* What you should do:
This exercise calls for every record to be set down again, exactly and in full.

---- Data for review

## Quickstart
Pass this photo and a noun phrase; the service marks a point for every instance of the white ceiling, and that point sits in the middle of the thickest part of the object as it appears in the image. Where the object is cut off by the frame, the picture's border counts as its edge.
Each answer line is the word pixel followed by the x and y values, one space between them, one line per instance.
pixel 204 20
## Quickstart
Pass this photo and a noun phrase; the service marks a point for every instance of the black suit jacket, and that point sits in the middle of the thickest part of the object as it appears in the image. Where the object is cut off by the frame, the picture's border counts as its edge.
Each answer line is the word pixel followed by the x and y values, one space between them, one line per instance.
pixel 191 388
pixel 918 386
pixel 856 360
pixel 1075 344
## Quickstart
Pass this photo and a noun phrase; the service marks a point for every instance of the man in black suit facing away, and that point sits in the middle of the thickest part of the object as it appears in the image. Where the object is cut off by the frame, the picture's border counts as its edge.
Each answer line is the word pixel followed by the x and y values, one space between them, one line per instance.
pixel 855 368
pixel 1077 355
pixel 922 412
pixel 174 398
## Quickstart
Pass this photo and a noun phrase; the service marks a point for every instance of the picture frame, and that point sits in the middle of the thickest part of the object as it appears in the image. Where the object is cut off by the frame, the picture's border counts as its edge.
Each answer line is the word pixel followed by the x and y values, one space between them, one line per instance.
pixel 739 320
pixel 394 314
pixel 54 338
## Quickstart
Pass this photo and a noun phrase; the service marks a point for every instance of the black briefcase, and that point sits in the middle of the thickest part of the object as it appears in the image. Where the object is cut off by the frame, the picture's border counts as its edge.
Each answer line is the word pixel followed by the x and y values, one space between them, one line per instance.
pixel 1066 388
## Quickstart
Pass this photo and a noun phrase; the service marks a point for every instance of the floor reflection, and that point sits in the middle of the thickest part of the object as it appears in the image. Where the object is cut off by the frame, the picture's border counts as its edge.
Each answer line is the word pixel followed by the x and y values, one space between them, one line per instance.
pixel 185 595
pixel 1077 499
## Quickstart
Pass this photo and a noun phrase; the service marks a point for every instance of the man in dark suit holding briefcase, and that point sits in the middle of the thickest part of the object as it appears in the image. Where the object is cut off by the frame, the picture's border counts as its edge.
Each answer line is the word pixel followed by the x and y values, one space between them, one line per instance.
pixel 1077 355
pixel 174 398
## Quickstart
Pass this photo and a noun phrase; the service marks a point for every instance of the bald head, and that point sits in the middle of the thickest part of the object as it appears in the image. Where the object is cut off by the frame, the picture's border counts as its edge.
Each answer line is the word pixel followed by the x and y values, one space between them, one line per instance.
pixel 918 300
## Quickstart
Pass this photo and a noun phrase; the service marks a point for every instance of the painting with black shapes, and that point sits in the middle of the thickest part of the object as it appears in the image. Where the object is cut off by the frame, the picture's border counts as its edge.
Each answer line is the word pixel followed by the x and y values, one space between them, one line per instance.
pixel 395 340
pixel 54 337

--------

* Output below:
## Quickstart
Pass this photo and a noun phrase; the service marks a point for every instance of the white ceiling, and that point sits in the middle of the thickest part of the object as it appears in the image. Where the object is cut off by the frame, the picture's border counts as its edge.
Each answer line is the word pixel followed by the x and y values, one space between them, one line per instance.
pixel 204 20
## Quickstart
Pass this photo and a noun phrase; the service marks a point for every instance of the black suit jacket, and that point sits in the middle of the thickest part of the object as it appears in the image. Where the object is cut off by the frame, the picture's border counts as its edge.
Each answer line is the word pixel followed by the x and y values, one space between them, one line per instance.
pixel 191 388
pixel 918 386
pixel 856 360
pixel 1075 344
## Quickstart
Pass this photo and a noun phrase; the service marks a point for every instance of the man in black suit facing away, and that point sits in the middle of the thickest part of the object as it appears in the image. Where the object is cut off by the frame, the picture's border counts as its edge.
Each answer line is the word pixel followed by the x and y values, one space between them, one line per instance.
pixel 855 368
pixel 1077 355
pixel 922 412
pixel 174 398
## Quickstart
Pass this photo and a noun phrase; the service marks a point for every instance of the picture frame, and that point sits in the middle of the thickest part of the object as it appears in the image. Where the object is cut off by the frame, the picture's border counts as its edge.
Each answer line is the word pixel followed by the x and y values, one space between them, one line per instance.
pixel 739 320
pixel 394 314
pixel 54 338
## Quickstart
Pass this photo and a noun phrase; the service marks a point for every instance of the black briefcase, and that point sits in the middle of the thickest part of the object as it appears in the image. Where the object is cut off by the frame, the picture's border counts as its edge.
Each answer line is the word pixel followed by the x and y values, one space between them, one line per instance.
pixel 1066 388
## Quickstart
Pass this photo and a noun phrase; the service marks a point for every instance of the floor reflection, and that point sits in the middle of the thickest part of the object as it appears in the image. Where the object is cut off by the frame, the picture's border counts as its edge.
Each answer line is the word pixel followed by the x and y values, one space between them, one line per instance.
pixel 185 595
pixel 1077 499
## Quickstart
Pass this photo and a noun phrase; the service marks a point for every instance of the man in dark suit holding briefcase, and that point sits in the middle of the thickest part of the object as it appears in the image. Where the object is cut off by the frame, the picture's border counts as its edge.
Each answer line is the word pixel followed by the x and y values, one space between them, one line per instance.
pixel 1077 355
pixel 174 398
## Quickstart
Pass this photo and a noun phrase; the service marks a point for every instance of the bald head, and that point sits in the middle of the thickest part of the object as it appears in the image. Where the object is cut off by the frame, the picture's border counts as its edge.
Each answer line is the word pixel followed by the x and y values, one space between them, one line per instance.
pixel 918 300
## Quickstart
Pass this photo and a noun phrase; the service marks a point for every instance of the painting with black shapes, and that point sits in the middle of the thickest part of the object as it appears in the image. Where the object is cut off by the frame, the picture's border counts as its edge.
Each answer line is the word pixel followed by the x and y values, one space between them, one line per instance.
pixel 395 340
pixel 54 337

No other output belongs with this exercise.